■ Work to be completed
Go over the listing below line by line, and return each one holding the string "trunk".

■ Records provided
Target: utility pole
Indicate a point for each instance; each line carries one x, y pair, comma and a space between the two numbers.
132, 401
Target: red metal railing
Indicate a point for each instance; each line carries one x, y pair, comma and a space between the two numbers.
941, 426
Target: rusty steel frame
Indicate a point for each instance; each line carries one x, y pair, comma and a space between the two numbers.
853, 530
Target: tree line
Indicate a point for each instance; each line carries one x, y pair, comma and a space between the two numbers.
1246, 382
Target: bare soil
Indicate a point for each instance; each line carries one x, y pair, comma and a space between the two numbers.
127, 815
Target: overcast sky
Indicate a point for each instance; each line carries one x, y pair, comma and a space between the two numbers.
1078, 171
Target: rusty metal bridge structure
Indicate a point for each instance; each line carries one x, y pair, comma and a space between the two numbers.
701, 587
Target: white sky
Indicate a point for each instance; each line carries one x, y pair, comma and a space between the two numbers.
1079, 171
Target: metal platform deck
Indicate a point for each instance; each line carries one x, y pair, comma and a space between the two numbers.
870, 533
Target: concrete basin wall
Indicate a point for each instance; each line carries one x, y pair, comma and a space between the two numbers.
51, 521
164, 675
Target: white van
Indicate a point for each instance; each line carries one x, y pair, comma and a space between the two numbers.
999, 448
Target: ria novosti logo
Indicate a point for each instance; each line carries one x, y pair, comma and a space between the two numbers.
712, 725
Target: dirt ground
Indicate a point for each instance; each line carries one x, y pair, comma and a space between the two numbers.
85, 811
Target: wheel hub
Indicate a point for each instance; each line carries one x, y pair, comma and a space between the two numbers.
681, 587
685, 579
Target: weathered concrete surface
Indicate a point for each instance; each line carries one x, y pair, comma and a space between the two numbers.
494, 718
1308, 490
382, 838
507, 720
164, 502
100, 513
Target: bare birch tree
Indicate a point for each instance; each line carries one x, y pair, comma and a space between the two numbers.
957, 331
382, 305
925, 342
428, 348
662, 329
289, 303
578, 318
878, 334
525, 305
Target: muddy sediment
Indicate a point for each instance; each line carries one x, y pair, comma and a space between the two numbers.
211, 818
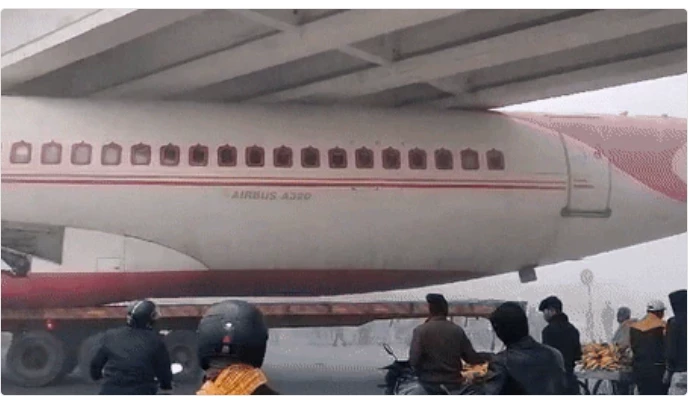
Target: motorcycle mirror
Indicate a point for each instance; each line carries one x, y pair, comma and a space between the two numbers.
389, 350
176, 368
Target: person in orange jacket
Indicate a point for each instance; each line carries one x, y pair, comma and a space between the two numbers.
232, 338
647, 343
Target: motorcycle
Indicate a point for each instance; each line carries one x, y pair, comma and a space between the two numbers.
401, 379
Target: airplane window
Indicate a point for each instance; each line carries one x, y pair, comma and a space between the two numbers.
470, 159
417, 158
141, 154
337, 158
198, 155
51, 153
495, 160
170, 155
111, 154
364, 158
81, 154
282, 157
310, 157
227, 156
444, 159
391, 158
255, 156
20, 152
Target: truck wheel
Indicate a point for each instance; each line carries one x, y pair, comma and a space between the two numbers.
182, 349
36, 359
87, 350
70, 364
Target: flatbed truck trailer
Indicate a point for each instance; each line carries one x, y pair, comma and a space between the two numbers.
48, 344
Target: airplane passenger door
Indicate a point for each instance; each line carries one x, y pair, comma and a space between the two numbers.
589, 181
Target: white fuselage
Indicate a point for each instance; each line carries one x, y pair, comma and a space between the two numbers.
454, 224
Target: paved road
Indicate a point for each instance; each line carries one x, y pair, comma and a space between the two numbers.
292, 381
294, 369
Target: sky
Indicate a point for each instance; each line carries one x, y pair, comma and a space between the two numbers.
626, 277
656, 97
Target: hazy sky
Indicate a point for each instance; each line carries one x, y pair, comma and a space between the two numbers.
666, 95
629, 276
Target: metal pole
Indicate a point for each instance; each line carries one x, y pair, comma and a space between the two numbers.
590, 315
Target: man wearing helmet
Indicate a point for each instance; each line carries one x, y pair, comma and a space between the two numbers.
647, 343
133, 359
232, 338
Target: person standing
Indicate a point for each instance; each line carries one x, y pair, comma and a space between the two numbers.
676, 375
438, 348
564, 337
621, 338
622, 335
647, 343
607, 317
525, 367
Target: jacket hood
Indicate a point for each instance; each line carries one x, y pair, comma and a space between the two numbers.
560, 317
679, 302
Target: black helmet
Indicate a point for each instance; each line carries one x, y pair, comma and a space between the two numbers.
142, 314
234, 330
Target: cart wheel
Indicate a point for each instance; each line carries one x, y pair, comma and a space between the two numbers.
584, 389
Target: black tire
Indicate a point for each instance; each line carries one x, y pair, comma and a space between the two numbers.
182, 349
69, 365
87, 350
36, 359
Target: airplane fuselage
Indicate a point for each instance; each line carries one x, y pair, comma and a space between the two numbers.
298, 200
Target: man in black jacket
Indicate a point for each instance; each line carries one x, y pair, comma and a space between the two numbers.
231, 346
647, 343
677, 344
438, 348
563, 336
133, 359
526, 367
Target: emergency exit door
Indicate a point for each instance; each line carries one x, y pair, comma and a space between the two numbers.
589, 181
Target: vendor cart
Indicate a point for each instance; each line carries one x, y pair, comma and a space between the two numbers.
604, 382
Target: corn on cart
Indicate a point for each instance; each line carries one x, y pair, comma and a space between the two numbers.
605, 370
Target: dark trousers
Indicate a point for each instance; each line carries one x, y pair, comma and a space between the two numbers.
650, 381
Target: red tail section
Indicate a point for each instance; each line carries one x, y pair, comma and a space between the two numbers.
650, 149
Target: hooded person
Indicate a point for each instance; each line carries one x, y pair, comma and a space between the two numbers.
563, 336
677, 344
622, 335
525, 367
231, 345
621, 338
647, 343
439, 347
133, 359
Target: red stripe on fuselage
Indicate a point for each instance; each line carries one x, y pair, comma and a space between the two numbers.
290, 182
643, 148
69, 289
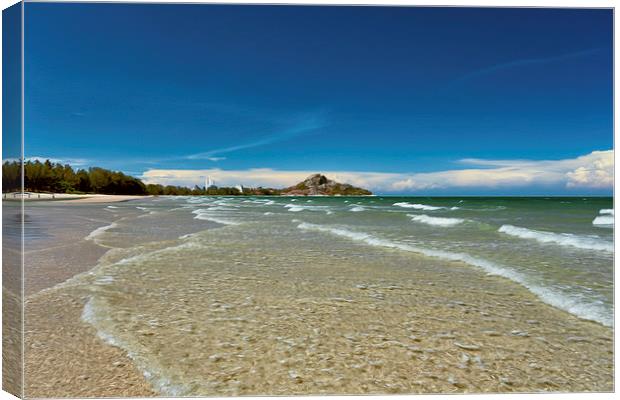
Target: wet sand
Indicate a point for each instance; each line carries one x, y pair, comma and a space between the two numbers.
73, 198
347, 323
55, 335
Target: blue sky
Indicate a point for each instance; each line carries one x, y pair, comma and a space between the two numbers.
154, 89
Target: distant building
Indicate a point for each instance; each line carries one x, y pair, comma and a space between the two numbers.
209, 183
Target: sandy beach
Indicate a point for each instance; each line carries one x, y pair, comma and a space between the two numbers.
331, 320
74, 198
55, 334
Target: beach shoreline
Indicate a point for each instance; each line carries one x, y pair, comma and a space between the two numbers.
441, 327
71, 198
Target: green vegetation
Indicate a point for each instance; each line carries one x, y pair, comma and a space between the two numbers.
55, 177
58, 178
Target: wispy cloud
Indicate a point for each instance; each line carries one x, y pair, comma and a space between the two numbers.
525, 62
590, 171
306, 126
77, 162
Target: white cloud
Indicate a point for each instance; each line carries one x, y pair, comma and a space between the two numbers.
591, 171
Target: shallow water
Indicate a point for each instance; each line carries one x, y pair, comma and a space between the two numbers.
289, 295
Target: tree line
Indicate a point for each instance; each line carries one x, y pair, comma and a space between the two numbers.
58, 178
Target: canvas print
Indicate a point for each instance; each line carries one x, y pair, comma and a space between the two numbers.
227, 200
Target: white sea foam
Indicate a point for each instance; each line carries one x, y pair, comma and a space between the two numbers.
424, 207
561, 239
95, 313
99, 231
591, 310
436, 221
605, 219
206, 215
299, 207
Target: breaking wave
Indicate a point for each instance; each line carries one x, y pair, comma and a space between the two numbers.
561, 239
436, 221
581, 308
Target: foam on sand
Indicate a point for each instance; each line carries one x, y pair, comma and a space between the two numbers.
206, 215
561, 239
605, 219
577, 306
99, 231
436, 221
424, 207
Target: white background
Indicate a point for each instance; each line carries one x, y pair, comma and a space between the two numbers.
490, 3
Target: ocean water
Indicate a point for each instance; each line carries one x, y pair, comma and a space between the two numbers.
181, 265
559, 248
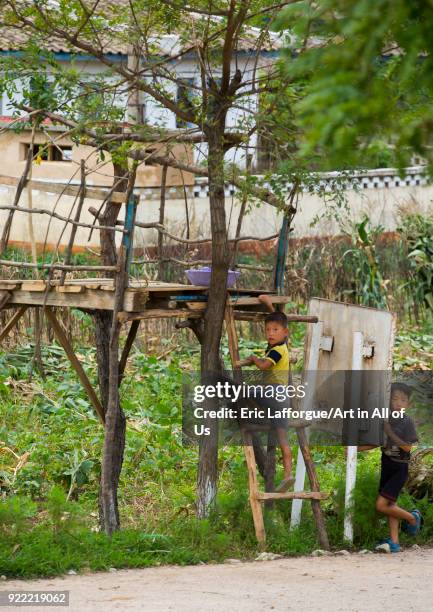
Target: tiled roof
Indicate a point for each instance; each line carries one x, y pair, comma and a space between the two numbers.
13, 38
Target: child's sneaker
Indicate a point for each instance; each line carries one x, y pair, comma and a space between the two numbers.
413, 529
387, 546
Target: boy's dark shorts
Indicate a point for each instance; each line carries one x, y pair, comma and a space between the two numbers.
273, 409
393, 475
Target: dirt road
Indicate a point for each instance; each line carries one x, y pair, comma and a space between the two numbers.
356, 583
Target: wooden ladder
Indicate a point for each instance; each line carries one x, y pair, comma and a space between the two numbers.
256, 496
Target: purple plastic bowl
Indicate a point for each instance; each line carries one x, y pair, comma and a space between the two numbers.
201, 276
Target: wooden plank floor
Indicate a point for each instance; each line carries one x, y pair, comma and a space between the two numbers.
98, 293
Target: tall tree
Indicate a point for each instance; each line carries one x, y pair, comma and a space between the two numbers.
367, 73
232, 63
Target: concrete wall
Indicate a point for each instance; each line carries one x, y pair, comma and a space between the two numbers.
382, 196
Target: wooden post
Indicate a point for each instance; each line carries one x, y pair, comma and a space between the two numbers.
62, 338
68, 256
352, 451
247, 439
12, 322
5, 296
256, 507
311, 368
314, 484
127, 348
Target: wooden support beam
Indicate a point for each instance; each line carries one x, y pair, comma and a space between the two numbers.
127, 348
95, 299
93, 193
241, 315
12, 322
255, 504
157, 313
63, 340
317, 495
5, 297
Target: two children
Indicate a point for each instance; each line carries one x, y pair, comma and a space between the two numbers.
401, 435
400, 432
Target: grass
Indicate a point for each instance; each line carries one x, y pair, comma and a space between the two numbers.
50, 449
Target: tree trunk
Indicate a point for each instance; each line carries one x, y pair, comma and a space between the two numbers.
107, 359
213, 318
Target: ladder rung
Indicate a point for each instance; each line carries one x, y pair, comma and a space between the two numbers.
319, 495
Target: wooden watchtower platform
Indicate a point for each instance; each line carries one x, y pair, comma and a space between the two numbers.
131, 301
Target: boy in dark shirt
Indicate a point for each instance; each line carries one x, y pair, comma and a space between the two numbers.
401, 434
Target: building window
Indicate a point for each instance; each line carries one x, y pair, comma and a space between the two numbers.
47, 152
185, 96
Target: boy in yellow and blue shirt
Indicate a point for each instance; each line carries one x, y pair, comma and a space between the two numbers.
276, 364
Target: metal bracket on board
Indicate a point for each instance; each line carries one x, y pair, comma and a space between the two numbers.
326, 343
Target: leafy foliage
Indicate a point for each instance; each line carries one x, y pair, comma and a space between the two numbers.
367, 66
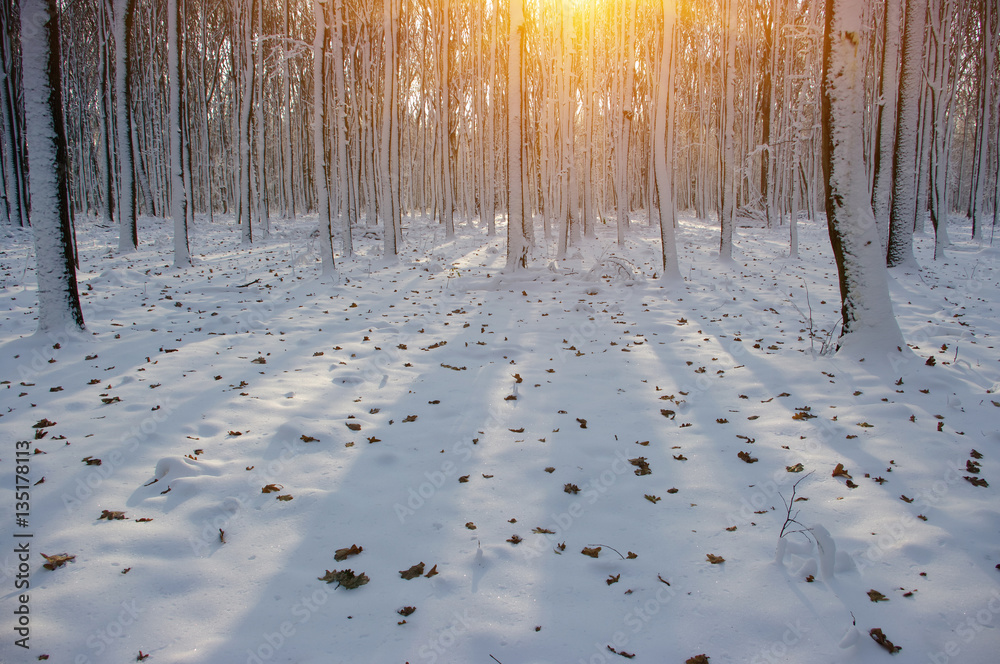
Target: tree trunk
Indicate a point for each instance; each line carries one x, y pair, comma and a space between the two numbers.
128, 236
905, 173
178, 200
869, 326
48, 162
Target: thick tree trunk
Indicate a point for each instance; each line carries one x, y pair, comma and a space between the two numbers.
869, 325
48, 162
905, 172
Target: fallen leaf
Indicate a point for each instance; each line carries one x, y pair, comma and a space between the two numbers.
840, 471
413, 572
346, 578
58, 560
880, 638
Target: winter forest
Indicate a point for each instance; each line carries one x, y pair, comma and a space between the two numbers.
523, 331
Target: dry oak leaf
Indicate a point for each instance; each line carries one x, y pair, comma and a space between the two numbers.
840, 471
346, 578
413, 572
342, 554
58, 560
879, 638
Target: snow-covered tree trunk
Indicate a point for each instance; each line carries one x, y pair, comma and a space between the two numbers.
663, 138
345, 207
288, 195
128, 237
868, 321
388, 142
48, 162
517, 244
320, 167
263, 213
888, 90
903, 210
989, 26
178, 199
727, 208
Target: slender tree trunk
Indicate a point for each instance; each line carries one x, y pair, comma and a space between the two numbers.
663, 139
48, 162
517, 245
128, 237
178, 201
905, 173
320, 166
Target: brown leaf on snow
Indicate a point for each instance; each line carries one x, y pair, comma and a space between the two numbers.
58, 560
880, 638
876, 596
346, 578
413, 572
840, 471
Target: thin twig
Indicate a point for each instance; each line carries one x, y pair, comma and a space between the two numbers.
609, 547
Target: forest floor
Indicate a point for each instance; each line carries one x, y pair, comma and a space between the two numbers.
239, 422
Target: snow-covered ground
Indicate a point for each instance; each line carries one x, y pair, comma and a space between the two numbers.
435, 410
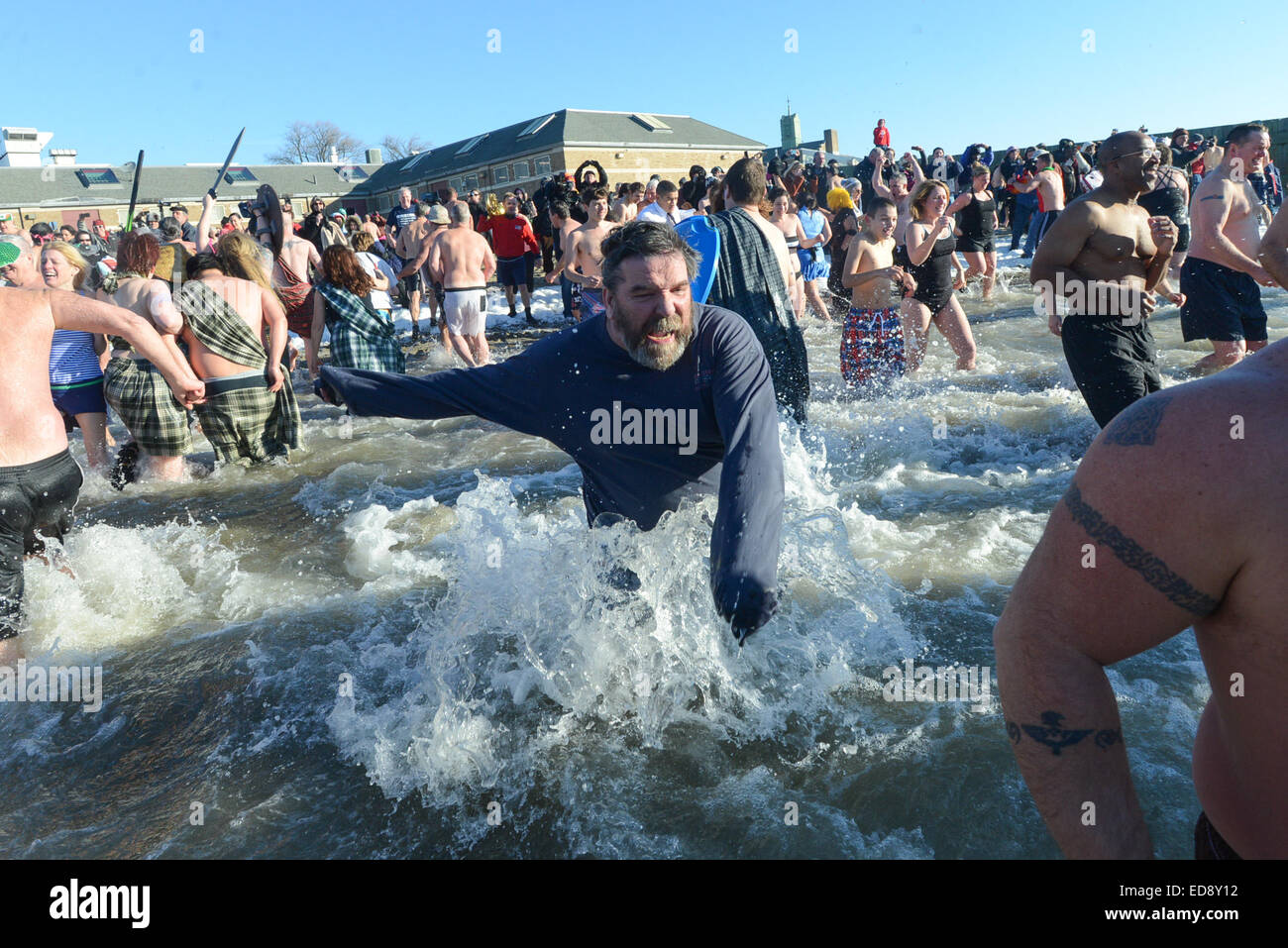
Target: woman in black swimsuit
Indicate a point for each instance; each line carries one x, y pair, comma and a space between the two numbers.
1171, 197
978, 223
928, 245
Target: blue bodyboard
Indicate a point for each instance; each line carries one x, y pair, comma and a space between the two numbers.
699, 235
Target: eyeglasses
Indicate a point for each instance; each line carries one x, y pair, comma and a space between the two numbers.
1144, 153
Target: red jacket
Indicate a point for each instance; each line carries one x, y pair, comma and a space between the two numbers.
510, 236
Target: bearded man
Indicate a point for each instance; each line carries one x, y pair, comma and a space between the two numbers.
656, 399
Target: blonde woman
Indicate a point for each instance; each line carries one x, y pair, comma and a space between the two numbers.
930, 250
76, 360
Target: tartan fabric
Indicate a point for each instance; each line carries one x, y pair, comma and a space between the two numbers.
360, 337
246, 423
141, 397
750, 282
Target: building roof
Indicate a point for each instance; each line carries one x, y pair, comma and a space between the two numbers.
55, 185
567, 127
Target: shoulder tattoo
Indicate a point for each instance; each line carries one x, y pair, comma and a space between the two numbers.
1154, 571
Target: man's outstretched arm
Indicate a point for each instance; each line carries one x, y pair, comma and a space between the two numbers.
1116, 574
746, 533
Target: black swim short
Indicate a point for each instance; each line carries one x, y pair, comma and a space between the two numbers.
969, 245
511, 272
1115, 365
1220, 304
1209, 843
35, 497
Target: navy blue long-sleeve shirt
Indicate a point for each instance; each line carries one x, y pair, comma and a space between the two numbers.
583, 391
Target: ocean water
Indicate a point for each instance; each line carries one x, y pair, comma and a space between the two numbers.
403, 644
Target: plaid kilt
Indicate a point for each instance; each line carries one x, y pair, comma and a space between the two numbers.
141, 397
241, 424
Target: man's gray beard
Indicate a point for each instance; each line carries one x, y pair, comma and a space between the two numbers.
651, 357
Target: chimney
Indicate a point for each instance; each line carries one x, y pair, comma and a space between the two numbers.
790, 127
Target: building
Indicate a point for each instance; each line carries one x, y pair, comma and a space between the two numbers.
59, 192
630, 146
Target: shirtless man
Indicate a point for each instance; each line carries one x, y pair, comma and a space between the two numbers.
1219, 278
1215, 569
411, 241
1050, 185
583, 257
872, 338
1106, 254
463, 262
39, 479
898, 189
562, 224
292, 274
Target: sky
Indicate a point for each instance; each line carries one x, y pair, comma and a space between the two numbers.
938, 73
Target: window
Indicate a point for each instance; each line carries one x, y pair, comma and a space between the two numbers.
469, 146
536, 125
97, 176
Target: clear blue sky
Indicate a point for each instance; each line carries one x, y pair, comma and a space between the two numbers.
939, 73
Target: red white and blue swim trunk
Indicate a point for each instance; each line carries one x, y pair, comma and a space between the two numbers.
871, 346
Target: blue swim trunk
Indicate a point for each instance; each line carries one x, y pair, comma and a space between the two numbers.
871, 346
80, 397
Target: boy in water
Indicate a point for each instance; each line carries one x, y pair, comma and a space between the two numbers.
872, 340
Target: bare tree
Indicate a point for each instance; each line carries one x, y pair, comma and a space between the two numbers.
398, 147
313, 142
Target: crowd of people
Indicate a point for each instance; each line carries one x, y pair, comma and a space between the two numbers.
189, 329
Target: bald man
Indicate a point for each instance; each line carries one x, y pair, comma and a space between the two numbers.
1215, 450
1106, 254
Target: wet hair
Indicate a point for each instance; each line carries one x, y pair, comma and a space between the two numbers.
138, 253
644, 239
918, 197
72, 256
746, 180
241, 258
838, 198
200, 263
1241, 133
342, 268
876, 204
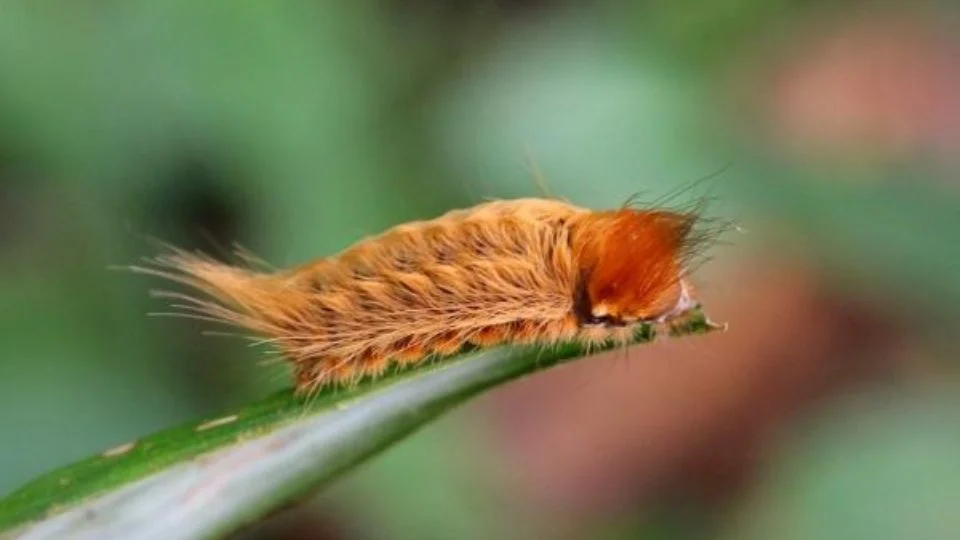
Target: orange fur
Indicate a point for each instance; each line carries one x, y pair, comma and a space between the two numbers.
522, 271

■ Task answer
Target: tree trunk
Target: tree trunk
Target: thick tree trunk
Target: snow-covered tree trunk
Target: slender tree trunk
Target: red white and blue swim trunk
Target: blue swim trunk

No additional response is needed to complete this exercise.